Supplied records =
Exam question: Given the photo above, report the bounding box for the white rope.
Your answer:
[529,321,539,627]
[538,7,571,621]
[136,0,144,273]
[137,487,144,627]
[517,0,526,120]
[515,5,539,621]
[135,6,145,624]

Exercise details =
Please write out the whole listing once more, exactly.

Written solution =
Exam question: Given the photo above, report the bounding box for the white rope.
Your answer:
[529,321,539,627]
[538,7,571,621]
[136,0,144,273]
[137,487,144,627]
[517,0,526,120]
[515,5,539,621]
[135,6,145,624]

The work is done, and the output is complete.